- _Exercise goal_
Collect each line of the entries below that contains the word "player", and copy those lines out. Letter case counts.

Rows from a box labeling dataset:

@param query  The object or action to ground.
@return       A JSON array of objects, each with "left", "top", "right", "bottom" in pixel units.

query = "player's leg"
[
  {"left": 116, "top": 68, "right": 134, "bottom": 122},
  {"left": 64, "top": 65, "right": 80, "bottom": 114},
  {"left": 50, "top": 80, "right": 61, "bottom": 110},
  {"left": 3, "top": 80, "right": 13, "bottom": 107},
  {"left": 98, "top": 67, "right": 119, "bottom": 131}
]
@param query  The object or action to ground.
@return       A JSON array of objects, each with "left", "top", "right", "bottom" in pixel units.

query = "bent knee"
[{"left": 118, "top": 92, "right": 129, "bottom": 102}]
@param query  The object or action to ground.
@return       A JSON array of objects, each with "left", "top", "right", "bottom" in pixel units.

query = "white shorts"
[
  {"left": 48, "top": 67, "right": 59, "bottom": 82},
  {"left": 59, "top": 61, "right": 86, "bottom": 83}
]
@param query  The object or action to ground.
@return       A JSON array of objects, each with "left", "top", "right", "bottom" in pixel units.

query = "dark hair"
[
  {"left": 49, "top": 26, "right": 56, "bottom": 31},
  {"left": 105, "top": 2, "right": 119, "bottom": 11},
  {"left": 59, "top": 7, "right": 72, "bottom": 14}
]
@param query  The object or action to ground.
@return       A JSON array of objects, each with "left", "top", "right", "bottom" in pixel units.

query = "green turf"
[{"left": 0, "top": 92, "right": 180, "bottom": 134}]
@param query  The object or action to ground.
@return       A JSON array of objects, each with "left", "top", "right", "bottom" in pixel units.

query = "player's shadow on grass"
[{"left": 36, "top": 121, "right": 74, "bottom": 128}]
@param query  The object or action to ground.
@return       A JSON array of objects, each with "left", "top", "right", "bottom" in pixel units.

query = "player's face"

- _Finished task_
query = "player's leg"
query = "player's shadow on grass"
query = "player's face"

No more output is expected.